**AIM OF THE TASK**. Please recast the records below as a JSON list of strings, with one string for each line and the blank lines left out.

**EXTRACTED INFORMATION**.
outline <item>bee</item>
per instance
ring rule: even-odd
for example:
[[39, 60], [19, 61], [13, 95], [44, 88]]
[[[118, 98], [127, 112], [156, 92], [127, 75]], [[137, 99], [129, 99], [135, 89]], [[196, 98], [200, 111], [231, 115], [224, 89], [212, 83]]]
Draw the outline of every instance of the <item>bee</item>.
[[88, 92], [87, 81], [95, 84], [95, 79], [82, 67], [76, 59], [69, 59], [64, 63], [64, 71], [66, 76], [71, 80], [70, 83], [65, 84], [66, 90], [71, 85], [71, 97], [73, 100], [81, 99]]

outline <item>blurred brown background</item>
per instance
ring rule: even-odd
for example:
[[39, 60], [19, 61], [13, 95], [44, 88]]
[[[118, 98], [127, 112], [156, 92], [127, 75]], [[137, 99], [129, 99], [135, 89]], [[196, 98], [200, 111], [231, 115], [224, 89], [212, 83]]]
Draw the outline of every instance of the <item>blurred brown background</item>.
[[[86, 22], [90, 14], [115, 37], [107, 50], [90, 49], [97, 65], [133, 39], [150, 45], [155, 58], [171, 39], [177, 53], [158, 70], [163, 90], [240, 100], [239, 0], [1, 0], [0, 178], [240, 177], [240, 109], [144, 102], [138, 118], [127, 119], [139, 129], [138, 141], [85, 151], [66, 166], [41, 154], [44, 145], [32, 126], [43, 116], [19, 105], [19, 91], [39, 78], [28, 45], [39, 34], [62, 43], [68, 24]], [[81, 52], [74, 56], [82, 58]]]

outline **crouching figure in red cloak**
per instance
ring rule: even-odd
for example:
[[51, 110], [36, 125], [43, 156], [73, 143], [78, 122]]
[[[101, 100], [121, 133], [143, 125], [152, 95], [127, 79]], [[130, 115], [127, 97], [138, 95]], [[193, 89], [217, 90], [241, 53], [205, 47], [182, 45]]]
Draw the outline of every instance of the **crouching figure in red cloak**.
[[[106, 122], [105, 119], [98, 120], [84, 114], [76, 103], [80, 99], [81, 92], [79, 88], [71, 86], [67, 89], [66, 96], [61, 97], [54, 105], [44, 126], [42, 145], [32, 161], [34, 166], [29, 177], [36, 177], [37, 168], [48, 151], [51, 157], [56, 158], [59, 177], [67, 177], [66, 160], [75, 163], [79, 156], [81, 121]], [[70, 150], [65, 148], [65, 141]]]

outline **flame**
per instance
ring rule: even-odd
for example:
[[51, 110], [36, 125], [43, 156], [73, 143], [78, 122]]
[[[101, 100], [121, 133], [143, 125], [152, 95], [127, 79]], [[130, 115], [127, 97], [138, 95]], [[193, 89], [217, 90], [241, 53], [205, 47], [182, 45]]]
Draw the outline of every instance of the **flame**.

**TASK RESULT**.
[
  "outline <item>bee</item>",
  "per instance",
  "ring rule: even-odd",
  "for example:",
  "[[39, 60], [19, 61], [13, 95], [44, 88]]",
  "[[[118, 98], [127, 112], [156, 92], [127, 75]], [[137, 99], [129, 99], [135, 89]], [[196, 98], [200, 111], [231, 115], [224, 89], [212, 83]]]",
  "Draw the outline of every instance of the <item>bee</item>.",
  "[[88, 92], [87, 81], [95, 84], [95, 79], [82, 67], [76, 59], [69, 59], [64, 63], [64, 71], [66, 76], [71, 80], [70, 83], [65, 84], [66, 90], [71, 85], [71, 97], [73, 100], [81, 99]]",
  "outline <item>blurred brown background</item>",
  "per instance",
  "ring rule: even-odd",
  "for example:",
  "[[39, 60], [19, 61], [13, 95], [44, 88]]",
  "[[[118, 98], [127, 112], [156, 92], [127, 75]], [[137, 99], [129, 99], [135, 89]], [[196, 98], [200, 111], [231, 115], [224, 89], [212, 83]]]",
  "Draw the outline of every instance of the <item>blurred brown background</item>.",
  "[[[86, 22], [90, 14], [115, 37], [107, 50], [90, 49], [97, 65], [133, 39], [150, 45], [155, 58], [171, 39], [177, 53], [158, 70], [163, 90], [240, 100], [239, 0], [1, 0], [0, 178], [240, 177], [240, 109], [144, 102], [138, 118], [127, 119], [139, 129], [138, 141], [85, 151], [66, 166], [41, 154], [44, 145], [32, 126], [43, 116], [19, 105], [19, 91], [39, 78], [28, 45], [39, 34], [62, 43], [68, 24]], [[81, 52], [74, 56], [82, 58]]]",
  "outline **crouching figure in red cloak**",
  "per instance",
  "ring rule: even-odd",
  "for example:",
  "[[51, 110], [36, 125], [43, 156], [73, 143], [78, 122]]",
  "[[[101, 100], [121, 133], [143, 125], [152, 95], [127, 79]], [[130, 115], [127, 97], [138, 95]], [[193, 89], [217, 90], [241, 53], [205, 47], [182, 45]]]",
  "Draw the outline of every instance of the **crouching figure in red cloak**.",
  "[[[106, 122], [105, 119], [98, 120], [84, 114], [76, 103], [80, 99], [81, 92], [79, 88], [71, 86], [67, 89], [66, 96], [61, 97], [54, 105], [44, 126], [42, 145], [32, 161], [34, 166], [29, 177], [36, 177], [37, 168], [48, 151], [51, 157], [56, 158], [59, 177], [67, 177], [66, 160], [75, 163], [79, 156], [81, 121]], [[70, 150], [65, 148], [65, 141]]]",
  "outline **flame**",
  "per instance",
  "ring rule: even-odd",
  "for example:",
  "[[51, 110], [36, 125], [43, 156], [73, 143], [78, 122]]",
  "[[[101, 100], [121, 133], [143, 125], [152, 95], [127, 79]], [[130, 115], [127, 97], [138, 95]], [[193, 89], [217, 90], [241, 53], [205, 47], [182, 45]]]",
  "Draw the outline of every instance of the **flame**."
]